» **WHAT THE TASK REQUIRES**:
Pick up the thread below on simplifying a relation's verbose schema after many joins, and continue it from the point where it ends.

|
|
Chan, Tim 2012-12-08, 18:48
After many joins, my relation's schema because very verbose.
For example:
e::d::c::b::a::column1:bytearray, e::d::c::b::a::column2:bytearray
Is there a way simplify the schema back to:
column1:bytearray, column2:bytearray
I seem to be able to achieve this by doing a STORE then LOAD, but this doesn't seem very efficient.
-
Re: Simplifying schema?
Jesse Jackson 2012-12-08, 19:28
Good Afternoon Tim, What I've done is in my next command is something like this:
NewBag = foreach oldBag generate e::d::c::b::a::column1 as column1, e::d::c::b::a::column2 as column2;
then your down to more manageable names.
-JJ
On Sat, Dec 8, 2012 at 1:48 PM, Chan, Tim <[EMAIL PROTECTED]> wrote: > After many joins, my relation's schema because very verbose. > > For example: > > e::d::c::b::a::column1:bytearray, e::d::c::b::a::column2:bytearray > > Is there a way simplify the schema back to: > > column1:bytearray, column2:bytearray > > I seem to be able to achieve this by doing a STORE then LOAD, but this > doesn't seem very efficient.
-
Re: Simplifying schema?
Lauren Blau 2012-12-10, 13:47
yeah, this is really annoying. I'd love to see an option to automatically strip these 'parentage' values for unique names. On Sat, Dec 8, 2012 at 1:48 PM, Chan, Tim <[EMAIL PROTECTED]> wrote: > After many joins, my relation's schema because very verbose. > > For example: > > e::d::c::b::a::column1:bytearray, e::d::c::b::a::column2:bytearray > > Is there a way simplify the schema back to: > > column1:bytearray, column2:bytearray > > I seem to be able to achieve this by doing a STORE then LOAD, but this > doesn't seem very efficient.

» **INFORMATION SHOWN**:
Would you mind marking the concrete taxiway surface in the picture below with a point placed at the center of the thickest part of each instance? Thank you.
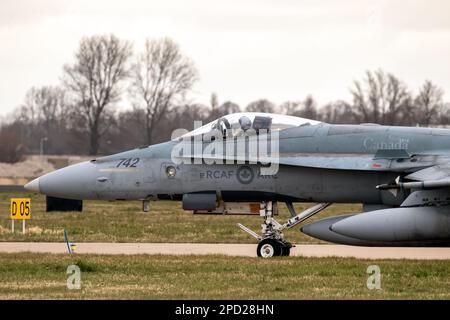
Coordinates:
(247, 250)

» **ANSWER FOR THE TASK**:
-
Re: Simplifying schema?
Aaron Zimmerman 2012-12-10, 13:52
You still can reference the columns by their name (column1, column2), the only time you'd need to use the fully qualified name is if you have duplicated column names. In this case, they would have different qualifier strings (as they came from differently named relations). That could happen if you load from more than one data source, or if you do a self join. On 12/10/12 7:47 AM, "Lauren Blau" <[EMAIL PROTECTED]> wrote:
>yeah, this is really annoying. I'd love to see an option to >automatically strip these 'parentage' values for unique names. > > >On Sat, Dec 8, 2012 at 1:48 PM, Chan, Tim <[EMAIL PROTECTED]> wrote: >> After many joins, my relation's schema because very verbose. >> >> For example: >> >> e::d::c::b::a::column1:bytearray, e::d::c::b::a::column2:bytearray >> >> Is there a way simplify the schema back to: >> >> column1:bytearray, column2:bytearray >> >> I seem to be able to achieve this by doing a STORE then LOAD, but this >> doesn't seem very efficient.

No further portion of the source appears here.